→ **REQUIRED TASK**: Copy the lines below as they are; omit the images they contain.

→ **DATA PROVIDED**:
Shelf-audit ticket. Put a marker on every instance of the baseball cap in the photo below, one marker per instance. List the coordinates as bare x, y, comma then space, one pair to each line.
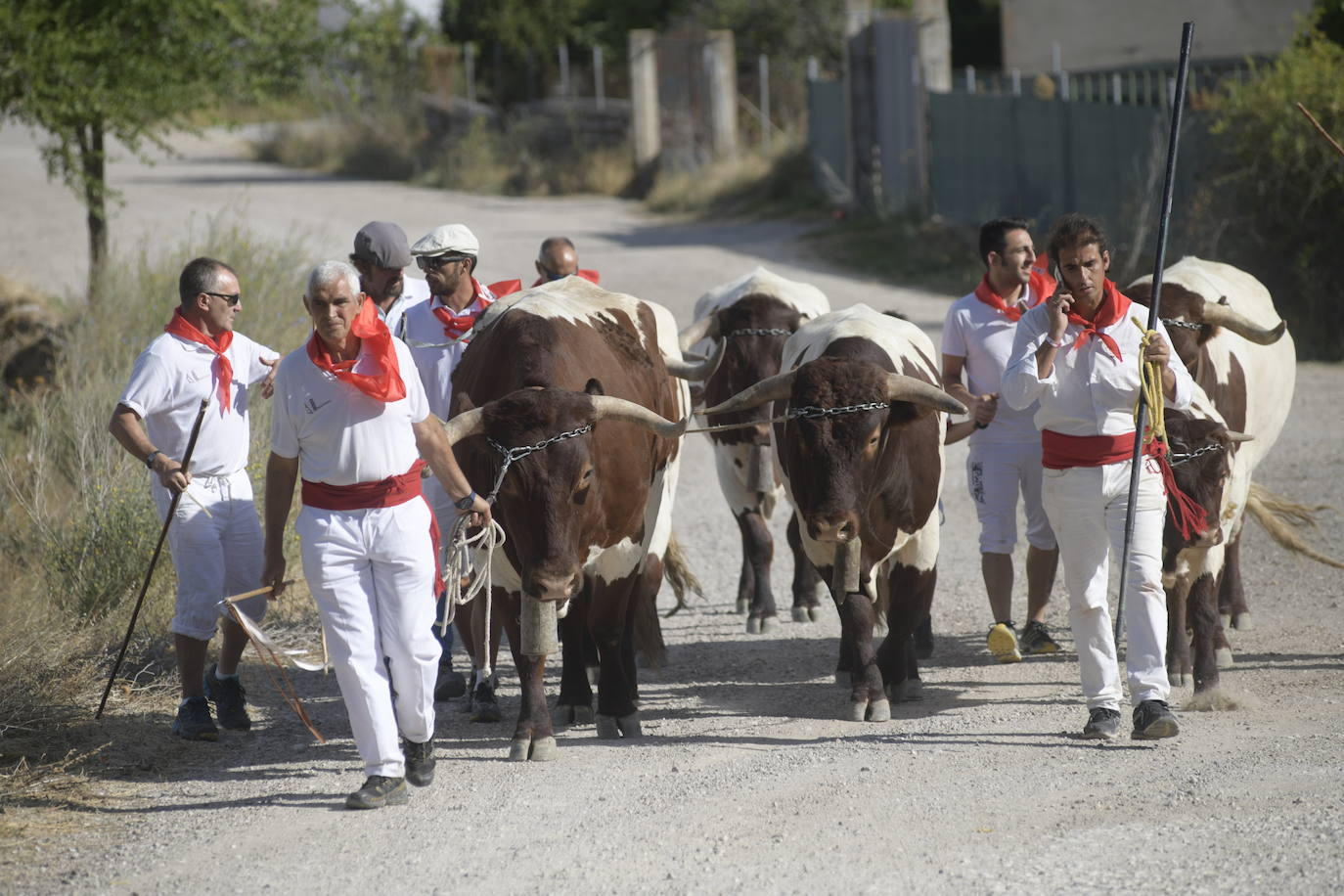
381, 244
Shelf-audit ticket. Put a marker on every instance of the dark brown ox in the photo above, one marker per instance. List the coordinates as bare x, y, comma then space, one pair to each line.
588, 516
865, 481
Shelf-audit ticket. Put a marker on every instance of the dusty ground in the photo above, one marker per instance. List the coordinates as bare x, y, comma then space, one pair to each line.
746, 781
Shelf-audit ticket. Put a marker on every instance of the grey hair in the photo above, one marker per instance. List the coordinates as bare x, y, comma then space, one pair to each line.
328, 273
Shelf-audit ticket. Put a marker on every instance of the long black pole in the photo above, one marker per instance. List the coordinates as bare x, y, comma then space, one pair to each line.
154, 560
1159, 263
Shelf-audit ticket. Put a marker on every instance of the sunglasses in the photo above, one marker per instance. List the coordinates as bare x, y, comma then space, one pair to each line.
434, 262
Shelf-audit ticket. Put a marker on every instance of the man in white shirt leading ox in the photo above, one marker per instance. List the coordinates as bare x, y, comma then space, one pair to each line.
215, 539
1005, 456
1078, 355
438, 332
381, 254
352, 418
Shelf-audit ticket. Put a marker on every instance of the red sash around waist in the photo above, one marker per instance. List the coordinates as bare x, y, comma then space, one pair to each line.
1059, 452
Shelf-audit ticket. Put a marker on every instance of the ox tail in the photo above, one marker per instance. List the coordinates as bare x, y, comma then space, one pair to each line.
1282, 518
679, 575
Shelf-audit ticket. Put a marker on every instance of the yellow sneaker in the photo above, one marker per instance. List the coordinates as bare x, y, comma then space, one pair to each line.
1003, 643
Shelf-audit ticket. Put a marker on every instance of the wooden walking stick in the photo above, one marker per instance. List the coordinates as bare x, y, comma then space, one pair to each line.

→ **ANSWER TO THIS EXERCISE**:
Shelf-audit ticket. Put a marker on every instance of the baseball cap in the photo below, one marker per instance. List the coordinates as bare x, y, comma then space, one pair to each line.
381, 244
Shelf-audit ticket. Put a marker on every instance of the dark brown ox in the photo above, one marker per instance. List the coordinates as bare x, y, comma then space, one pair to each line.
588, 516
865, 481
Shelf-audit ticket. Put a marker on every instance of the dusty ground in the photo above, one marker per instance. List the coordinates as bare x, y, comma then space, one pair to each line.
746, 781
Shelf-audit ticket. Put a marker on every instance of the grey hair in the photo above, one marker per instance. List the coordinates as bare x, y, comma then space, one pair to each line.
328, 273
Shelf-audit ticket. Put a marker on every instance of the long black pole in the photo above, one marker per instance. List the coordinates as bare x, y, comma then space, one pair to each line.
154, 560
1159, 263
Shelf-audit ticket. Put a marker on every instance of the sunglasses in the photo above, one marker per instance. List the coordinates as bare x, y, comma then space, one pair to each line.
434, 262
Shelf-audit ticket. Put a marker on every instance of the man in white shirt leading ox in the photo above, one marker per instance. List the coordinates as bare x, y, comma then space, one pair to each line.
215, 539
1005, 456
1078, 355
438, 332
381, 254
352, 418
Shelf-audit ticket. Put a marker on every instance of the red sash around waist in the photo above, one marker per instance. List the coordinates as bare x, y, comma then space, one pair to each line.
1059, 452
Shelf-audit ticket. Put a marker on every instance of the ox tail in the photo above, one marker per instance. List the coordinates as bare x, y, comma then space, one pair to each line.
1282, 518
679, 575
Shelf-audit ticket. Put a marker on every instance of the yellow sneaker in the photo above, one marker per instance. List the coordinates as bare x, y, comma then space, one pair to each line.
1003, 643
Shelf-audit ticket. Put a marker on every instance of the wooden walking stick in the photo above, one marker per instance. List the coordinates as bare x, y, comma then space, one pair to each line.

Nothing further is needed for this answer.